(Beginning of TEXT)

Fears come and go. What do we do with them? Face them. Embrace them. Accept them. Nothing is as bad as it seems. Change is inevitable. The experience did not kill me, but made me stronger. Sounds cliche. But aren't cliches formed out of universal experiences.

Changes, Changing, Changed

Every so often I get this urge to rearrange the furniture in my house and it makes my husband roll his eyes when I say it's time. I have lived in this house for about nine years and every room in my house has undergone radical changes, all rooms except the bedroom. We have not touched the arrangement of our bedroom for a number of reasons. It is partly due to the odd configuration of the windows. Where would this fit or that go? Mostly we haven't moved things around due to the weight of our furniture. Solid oak. King sized. Huge. Heavy. "Impossible!" my husband would say, "too much work." But for at least eight of the last nine years, I have been pleading for change.

Last weekend I pulled out some graph paper, ruler, and a measuring tape. Change was overdue. I measured and calculated. I had not been able to do a decent vacuuming behind the bed for much too long. That says something about me I know. Housekeeping is not my thing. I couldn't dust behind the furniture so I'd throw my duster back there and let it fall down. I had to bend and stretch and gyrate to find the duster to bring it back to the surface knowing full well I couldn't get all the dust up. I might throw out my back moving the furniture, but at least I could get at those dust angels.

He came in to my office to inquire what I was up to and when I showed him what I was graphing, he rolled his eyes. "You're gonna kill me yet," and grabbed his back in mock pain. I laughed at his joke, but he knew I meant business. He saw my resolve.

(End of TEXT)
(Beginning of RECORDS SHOWN)

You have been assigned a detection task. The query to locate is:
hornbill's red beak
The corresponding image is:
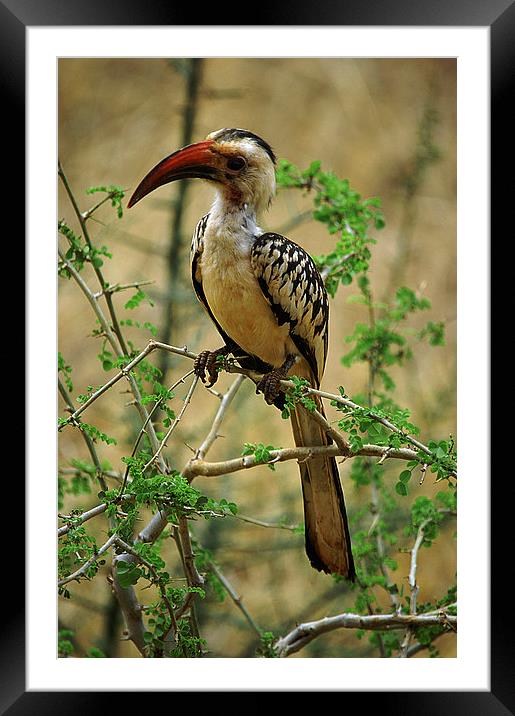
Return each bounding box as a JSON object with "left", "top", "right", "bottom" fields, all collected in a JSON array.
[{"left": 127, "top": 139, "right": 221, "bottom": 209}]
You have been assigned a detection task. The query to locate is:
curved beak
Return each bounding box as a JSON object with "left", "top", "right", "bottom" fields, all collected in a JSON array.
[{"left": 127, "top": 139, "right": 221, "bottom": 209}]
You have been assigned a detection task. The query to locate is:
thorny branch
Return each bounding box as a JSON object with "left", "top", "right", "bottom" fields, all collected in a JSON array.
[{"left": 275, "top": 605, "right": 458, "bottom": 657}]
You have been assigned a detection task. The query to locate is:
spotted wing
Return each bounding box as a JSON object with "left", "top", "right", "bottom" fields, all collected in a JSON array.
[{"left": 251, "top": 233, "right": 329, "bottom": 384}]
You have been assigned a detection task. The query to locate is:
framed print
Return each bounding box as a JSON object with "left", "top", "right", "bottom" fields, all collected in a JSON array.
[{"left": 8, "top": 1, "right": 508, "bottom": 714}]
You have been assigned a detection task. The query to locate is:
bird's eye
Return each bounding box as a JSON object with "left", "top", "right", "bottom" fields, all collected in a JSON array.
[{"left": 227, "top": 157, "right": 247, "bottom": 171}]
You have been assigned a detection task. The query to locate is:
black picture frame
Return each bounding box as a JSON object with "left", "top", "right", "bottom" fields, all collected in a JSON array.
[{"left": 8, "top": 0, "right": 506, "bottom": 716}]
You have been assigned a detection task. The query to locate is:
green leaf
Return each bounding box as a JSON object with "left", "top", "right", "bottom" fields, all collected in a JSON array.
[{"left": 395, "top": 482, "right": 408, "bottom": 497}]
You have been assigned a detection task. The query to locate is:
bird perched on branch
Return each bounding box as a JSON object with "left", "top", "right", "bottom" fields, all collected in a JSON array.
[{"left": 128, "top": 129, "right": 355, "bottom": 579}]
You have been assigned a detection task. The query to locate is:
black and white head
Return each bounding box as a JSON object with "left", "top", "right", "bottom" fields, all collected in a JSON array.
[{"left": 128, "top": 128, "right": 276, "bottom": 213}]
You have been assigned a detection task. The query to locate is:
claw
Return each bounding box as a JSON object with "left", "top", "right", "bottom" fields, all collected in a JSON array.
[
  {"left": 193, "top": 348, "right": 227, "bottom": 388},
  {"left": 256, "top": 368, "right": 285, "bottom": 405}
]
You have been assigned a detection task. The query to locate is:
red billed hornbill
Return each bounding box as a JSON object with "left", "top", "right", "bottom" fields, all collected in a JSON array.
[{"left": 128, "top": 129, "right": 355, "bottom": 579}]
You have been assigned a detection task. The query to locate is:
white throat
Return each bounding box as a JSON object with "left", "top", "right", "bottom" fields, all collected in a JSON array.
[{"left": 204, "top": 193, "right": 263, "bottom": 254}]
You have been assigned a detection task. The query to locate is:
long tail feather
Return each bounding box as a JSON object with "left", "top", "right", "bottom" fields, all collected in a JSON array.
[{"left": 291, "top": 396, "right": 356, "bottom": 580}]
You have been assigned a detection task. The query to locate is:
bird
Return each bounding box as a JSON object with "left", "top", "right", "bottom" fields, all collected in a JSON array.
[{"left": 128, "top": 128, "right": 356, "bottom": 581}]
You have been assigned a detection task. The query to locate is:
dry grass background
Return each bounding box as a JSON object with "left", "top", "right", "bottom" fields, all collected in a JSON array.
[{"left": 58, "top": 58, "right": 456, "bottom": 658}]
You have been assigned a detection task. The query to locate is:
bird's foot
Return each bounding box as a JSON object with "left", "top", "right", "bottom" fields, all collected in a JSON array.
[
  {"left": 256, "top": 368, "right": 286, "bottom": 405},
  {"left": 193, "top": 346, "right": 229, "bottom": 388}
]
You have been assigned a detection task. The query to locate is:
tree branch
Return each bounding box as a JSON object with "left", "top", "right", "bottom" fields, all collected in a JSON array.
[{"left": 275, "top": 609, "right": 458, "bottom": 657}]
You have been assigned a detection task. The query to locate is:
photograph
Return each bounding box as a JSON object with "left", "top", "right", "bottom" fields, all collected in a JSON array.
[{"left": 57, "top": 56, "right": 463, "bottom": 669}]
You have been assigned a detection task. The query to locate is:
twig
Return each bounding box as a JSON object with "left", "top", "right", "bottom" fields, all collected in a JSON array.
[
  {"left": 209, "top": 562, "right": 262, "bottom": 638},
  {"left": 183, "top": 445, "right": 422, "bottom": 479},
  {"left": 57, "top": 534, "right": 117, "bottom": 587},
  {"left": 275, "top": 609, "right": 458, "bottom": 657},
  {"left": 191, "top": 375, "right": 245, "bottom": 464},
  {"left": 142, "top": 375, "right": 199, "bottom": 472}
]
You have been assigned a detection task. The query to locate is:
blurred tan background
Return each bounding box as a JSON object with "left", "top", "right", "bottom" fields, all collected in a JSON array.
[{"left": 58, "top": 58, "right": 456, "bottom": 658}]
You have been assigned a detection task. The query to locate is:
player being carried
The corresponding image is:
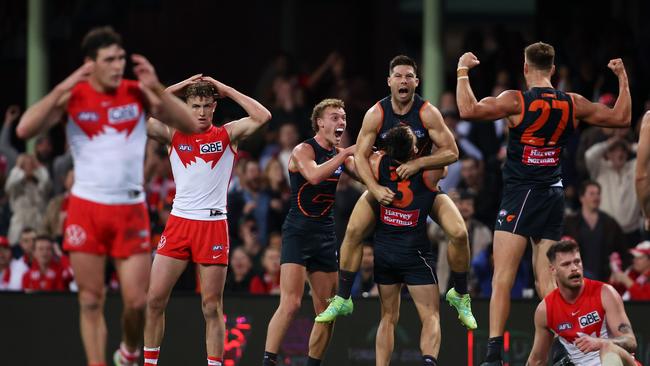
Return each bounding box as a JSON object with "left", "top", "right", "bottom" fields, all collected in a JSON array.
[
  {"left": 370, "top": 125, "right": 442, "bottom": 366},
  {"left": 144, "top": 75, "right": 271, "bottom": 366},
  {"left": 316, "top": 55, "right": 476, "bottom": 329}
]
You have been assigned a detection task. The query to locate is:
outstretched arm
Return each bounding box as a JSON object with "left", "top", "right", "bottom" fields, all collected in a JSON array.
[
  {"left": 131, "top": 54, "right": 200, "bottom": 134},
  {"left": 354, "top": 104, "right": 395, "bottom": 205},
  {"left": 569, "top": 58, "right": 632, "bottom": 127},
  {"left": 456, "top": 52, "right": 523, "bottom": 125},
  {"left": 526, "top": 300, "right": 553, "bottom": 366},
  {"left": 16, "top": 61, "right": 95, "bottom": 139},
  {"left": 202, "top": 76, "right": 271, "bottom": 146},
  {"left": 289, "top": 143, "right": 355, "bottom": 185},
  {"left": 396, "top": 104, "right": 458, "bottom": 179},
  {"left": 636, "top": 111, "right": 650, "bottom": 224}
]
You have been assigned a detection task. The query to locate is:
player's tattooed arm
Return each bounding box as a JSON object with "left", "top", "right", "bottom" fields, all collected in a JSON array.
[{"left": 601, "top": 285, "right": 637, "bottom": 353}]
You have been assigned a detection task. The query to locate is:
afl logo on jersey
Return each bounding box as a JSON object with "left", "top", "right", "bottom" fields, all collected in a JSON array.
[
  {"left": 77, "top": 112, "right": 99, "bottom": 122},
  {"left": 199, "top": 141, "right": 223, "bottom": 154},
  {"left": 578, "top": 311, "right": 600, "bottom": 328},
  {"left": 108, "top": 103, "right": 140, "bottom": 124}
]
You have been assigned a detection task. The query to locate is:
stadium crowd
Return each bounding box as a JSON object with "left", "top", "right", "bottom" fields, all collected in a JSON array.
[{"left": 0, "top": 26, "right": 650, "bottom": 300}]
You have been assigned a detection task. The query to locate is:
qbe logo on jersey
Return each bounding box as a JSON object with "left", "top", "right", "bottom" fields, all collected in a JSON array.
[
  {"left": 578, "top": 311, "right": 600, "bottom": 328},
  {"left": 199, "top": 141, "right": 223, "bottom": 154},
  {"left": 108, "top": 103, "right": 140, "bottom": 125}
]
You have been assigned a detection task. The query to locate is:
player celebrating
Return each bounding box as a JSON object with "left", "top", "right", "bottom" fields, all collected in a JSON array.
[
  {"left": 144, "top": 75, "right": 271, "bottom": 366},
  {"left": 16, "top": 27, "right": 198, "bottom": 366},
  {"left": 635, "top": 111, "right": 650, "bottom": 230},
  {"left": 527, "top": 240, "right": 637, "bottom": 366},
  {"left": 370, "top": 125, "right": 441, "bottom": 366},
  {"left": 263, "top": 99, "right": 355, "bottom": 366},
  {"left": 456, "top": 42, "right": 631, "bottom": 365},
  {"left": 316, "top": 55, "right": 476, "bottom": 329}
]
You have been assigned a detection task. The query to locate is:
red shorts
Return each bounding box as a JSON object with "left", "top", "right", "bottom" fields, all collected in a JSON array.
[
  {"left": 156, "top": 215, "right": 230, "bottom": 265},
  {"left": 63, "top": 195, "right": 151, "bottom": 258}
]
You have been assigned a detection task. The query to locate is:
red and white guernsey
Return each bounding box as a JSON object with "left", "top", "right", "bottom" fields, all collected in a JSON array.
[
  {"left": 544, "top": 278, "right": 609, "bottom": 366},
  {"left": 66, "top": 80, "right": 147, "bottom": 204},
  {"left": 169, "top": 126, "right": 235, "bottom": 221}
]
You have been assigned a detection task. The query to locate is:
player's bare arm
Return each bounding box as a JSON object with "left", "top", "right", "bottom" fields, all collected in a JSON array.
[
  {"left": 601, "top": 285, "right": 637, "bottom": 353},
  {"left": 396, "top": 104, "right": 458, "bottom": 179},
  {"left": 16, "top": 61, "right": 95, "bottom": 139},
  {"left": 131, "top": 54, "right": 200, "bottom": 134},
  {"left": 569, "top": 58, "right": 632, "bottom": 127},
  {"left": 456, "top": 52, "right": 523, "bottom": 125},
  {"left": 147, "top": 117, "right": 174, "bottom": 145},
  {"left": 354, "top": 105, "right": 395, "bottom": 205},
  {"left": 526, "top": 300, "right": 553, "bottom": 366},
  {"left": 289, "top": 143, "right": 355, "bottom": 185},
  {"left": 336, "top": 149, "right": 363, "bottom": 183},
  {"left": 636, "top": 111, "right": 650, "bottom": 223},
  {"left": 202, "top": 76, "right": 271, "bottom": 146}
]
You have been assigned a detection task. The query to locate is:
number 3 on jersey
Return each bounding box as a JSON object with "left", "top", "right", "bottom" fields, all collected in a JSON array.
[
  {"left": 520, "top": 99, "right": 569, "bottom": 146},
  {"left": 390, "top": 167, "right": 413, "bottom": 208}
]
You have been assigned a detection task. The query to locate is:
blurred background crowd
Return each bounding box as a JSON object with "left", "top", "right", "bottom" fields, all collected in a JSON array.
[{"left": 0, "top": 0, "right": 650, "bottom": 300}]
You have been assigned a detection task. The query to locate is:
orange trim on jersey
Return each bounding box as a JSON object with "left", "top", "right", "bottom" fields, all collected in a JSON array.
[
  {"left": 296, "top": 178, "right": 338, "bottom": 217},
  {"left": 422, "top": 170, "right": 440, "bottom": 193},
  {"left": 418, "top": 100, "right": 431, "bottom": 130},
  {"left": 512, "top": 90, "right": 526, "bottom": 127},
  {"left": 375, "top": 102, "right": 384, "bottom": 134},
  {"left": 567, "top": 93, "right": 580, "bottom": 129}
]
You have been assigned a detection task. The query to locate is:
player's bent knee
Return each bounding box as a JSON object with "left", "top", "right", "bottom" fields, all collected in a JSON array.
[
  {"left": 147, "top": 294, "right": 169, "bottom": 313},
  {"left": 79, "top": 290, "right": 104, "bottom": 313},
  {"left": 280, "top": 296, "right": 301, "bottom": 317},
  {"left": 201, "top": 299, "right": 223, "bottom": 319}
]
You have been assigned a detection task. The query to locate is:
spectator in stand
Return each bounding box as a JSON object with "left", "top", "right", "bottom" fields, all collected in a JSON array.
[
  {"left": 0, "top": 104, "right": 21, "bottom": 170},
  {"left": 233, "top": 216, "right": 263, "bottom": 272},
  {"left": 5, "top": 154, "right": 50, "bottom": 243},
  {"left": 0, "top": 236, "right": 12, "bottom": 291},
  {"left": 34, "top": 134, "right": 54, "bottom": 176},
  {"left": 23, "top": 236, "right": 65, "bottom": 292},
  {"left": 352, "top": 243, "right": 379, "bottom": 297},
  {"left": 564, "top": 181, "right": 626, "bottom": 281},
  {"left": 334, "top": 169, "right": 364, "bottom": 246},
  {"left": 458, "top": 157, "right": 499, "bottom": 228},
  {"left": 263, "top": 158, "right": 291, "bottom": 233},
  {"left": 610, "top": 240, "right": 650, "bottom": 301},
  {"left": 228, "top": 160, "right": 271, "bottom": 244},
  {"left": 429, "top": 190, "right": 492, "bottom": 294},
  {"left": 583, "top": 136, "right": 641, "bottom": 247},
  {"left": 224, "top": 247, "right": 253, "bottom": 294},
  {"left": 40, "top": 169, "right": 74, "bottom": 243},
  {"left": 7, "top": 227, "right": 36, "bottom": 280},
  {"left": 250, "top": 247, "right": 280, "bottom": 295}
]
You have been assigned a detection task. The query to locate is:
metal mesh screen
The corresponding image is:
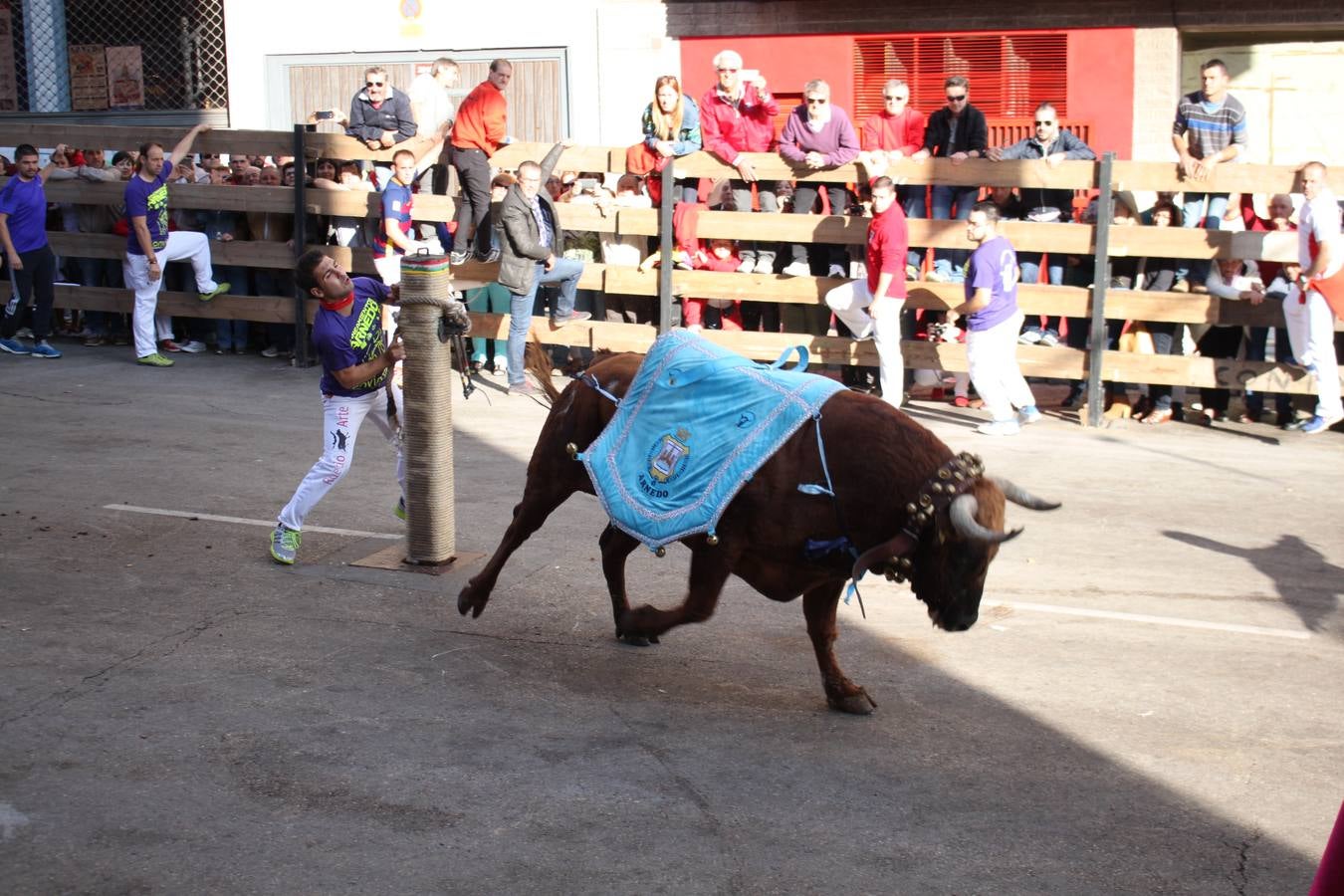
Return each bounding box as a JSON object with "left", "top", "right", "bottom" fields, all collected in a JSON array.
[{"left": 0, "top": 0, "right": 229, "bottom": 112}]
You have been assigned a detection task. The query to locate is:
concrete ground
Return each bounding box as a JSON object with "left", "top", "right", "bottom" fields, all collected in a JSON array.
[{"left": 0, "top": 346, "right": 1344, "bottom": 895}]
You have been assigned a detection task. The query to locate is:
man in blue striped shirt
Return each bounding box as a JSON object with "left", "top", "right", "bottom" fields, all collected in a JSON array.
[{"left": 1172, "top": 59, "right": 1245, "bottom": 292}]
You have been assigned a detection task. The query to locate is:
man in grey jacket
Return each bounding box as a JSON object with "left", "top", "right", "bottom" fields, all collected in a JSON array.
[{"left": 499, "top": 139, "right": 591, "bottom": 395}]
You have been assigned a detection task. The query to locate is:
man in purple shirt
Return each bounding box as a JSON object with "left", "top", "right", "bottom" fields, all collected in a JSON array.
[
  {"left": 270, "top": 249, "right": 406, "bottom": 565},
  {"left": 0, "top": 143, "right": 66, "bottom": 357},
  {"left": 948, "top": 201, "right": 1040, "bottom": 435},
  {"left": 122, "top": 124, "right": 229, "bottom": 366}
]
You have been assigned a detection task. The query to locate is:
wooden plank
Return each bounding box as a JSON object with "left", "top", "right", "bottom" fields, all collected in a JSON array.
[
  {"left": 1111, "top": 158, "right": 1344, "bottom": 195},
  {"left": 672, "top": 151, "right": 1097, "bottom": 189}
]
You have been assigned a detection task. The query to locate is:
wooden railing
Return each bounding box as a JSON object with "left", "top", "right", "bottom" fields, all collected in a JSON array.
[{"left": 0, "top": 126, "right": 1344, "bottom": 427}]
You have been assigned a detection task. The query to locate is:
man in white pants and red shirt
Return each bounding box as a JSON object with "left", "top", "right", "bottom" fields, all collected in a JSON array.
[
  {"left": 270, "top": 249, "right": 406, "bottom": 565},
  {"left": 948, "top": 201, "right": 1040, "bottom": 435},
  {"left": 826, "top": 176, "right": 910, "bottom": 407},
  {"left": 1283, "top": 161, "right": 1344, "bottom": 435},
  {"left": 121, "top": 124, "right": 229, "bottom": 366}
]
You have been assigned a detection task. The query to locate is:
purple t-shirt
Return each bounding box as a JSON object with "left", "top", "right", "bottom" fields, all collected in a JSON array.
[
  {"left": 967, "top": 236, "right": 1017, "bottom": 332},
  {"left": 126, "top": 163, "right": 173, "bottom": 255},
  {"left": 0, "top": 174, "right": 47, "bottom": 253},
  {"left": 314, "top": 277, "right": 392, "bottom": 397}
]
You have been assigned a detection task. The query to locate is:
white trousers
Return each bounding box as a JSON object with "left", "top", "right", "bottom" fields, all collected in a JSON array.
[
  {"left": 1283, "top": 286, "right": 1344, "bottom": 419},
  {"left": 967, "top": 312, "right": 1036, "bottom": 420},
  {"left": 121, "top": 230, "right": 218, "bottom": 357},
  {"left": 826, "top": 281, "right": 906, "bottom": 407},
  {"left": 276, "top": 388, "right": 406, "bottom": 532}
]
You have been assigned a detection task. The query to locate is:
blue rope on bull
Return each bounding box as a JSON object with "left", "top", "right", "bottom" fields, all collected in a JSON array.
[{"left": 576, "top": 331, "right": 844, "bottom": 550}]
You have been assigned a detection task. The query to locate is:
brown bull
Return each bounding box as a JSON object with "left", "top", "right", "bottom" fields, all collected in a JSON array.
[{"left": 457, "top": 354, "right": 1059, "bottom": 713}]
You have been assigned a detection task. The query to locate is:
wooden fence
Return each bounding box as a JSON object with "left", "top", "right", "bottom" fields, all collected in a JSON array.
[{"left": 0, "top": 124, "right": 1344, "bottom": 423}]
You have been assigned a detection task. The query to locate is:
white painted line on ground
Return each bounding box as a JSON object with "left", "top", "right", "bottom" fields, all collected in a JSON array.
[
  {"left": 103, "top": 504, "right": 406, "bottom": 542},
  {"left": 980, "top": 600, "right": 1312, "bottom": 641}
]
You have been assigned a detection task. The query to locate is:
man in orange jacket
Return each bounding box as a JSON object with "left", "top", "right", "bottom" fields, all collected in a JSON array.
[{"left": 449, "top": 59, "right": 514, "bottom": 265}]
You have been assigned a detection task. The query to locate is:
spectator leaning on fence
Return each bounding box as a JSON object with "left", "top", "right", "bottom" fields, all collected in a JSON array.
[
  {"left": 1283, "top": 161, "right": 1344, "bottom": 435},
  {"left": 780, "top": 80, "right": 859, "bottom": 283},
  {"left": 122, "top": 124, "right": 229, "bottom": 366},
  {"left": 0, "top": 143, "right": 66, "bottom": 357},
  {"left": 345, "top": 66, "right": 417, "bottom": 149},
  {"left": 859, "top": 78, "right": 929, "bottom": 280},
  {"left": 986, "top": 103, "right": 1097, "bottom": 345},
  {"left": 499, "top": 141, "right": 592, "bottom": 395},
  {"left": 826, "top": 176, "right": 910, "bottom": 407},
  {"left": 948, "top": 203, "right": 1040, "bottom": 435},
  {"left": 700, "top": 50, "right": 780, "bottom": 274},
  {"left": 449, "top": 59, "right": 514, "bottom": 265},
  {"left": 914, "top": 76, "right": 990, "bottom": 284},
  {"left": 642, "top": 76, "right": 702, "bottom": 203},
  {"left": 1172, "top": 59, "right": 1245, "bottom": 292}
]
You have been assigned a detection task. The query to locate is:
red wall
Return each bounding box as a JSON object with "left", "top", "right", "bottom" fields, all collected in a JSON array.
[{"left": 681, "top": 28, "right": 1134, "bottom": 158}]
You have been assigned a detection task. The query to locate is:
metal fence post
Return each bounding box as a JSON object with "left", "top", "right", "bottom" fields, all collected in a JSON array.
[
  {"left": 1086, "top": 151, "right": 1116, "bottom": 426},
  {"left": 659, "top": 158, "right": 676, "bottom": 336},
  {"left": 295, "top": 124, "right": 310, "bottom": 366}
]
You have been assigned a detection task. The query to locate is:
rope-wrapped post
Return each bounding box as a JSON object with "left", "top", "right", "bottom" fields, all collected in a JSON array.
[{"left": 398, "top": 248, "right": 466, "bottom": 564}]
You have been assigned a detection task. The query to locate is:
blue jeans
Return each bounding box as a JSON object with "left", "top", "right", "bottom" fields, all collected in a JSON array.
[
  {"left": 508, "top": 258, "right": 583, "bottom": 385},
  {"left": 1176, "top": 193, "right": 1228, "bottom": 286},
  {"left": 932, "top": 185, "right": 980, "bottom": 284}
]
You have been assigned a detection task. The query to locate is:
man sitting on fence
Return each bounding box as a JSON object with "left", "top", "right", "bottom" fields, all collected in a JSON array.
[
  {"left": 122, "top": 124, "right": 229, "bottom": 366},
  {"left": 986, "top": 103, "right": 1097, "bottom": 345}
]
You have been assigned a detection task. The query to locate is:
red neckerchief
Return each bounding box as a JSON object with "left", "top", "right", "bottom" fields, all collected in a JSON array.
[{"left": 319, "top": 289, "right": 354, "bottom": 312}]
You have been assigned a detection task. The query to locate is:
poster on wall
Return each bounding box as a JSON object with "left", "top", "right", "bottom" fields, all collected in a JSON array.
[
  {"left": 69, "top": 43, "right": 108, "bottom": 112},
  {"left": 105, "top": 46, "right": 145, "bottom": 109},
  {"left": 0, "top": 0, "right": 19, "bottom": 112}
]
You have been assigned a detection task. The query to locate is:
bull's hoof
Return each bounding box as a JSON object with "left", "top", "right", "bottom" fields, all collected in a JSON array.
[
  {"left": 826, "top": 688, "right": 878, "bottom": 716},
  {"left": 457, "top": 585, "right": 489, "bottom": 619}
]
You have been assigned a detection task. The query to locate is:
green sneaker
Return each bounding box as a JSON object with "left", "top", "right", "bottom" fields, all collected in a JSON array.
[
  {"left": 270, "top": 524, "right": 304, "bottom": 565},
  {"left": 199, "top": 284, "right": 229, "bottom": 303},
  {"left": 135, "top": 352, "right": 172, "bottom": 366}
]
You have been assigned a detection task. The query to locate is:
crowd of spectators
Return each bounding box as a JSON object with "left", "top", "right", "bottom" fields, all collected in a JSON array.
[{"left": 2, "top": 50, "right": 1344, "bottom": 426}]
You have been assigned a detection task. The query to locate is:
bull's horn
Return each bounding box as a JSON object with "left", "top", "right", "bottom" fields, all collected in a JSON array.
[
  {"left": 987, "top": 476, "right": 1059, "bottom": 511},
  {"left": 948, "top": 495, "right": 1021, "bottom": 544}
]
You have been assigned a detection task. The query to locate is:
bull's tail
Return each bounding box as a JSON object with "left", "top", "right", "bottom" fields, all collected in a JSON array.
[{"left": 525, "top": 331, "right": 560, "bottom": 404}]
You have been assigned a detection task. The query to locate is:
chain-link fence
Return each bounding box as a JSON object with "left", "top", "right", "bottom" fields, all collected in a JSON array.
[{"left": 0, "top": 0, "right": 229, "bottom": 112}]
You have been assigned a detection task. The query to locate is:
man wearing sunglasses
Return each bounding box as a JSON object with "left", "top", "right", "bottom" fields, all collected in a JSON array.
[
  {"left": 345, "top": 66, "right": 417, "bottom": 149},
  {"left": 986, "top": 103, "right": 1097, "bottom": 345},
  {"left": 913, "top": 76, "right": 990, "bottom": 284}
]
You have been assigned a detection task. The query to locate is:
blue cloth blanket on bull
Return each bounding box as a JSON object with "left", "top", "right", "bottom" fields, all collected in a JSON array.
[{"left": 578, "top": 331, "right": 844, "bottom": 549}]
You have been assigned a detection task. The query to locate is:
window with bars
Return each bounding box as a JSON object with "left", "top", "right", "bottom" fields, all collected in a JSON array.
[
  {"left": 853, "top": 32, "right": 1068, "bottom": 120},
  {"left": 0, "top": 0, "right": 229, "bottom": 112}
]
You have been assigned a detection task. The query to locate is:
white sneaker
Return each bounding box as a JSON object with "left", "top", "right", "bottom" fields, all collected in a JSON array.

(End of RECORDS SHOWN)

■ WHAT THE TASK ASKS
Write out everything in the text about rearranging furniture from "Last weekend I" down to "those dust angels.", with no changes.

■ SOLUTION TO THE PROBLEM
Last weekend I pulled out some graph paper, ruler, and a measuring tape. Change was overdue. I measured and calculated. I had not been able to do a decent vacuuming behind the bed for much too long. That says something about me I know. Housekeeping is not my thing. I couldn't dust behind the furniture so I'd throw my duster back there and let it fall down. I had to bend and stretch and gyrate to find the duster to bring it back to the surface knowing full well I couldn't get all the dust up. I might throw out my back moving the furniture, but at least I could get at those dust angels.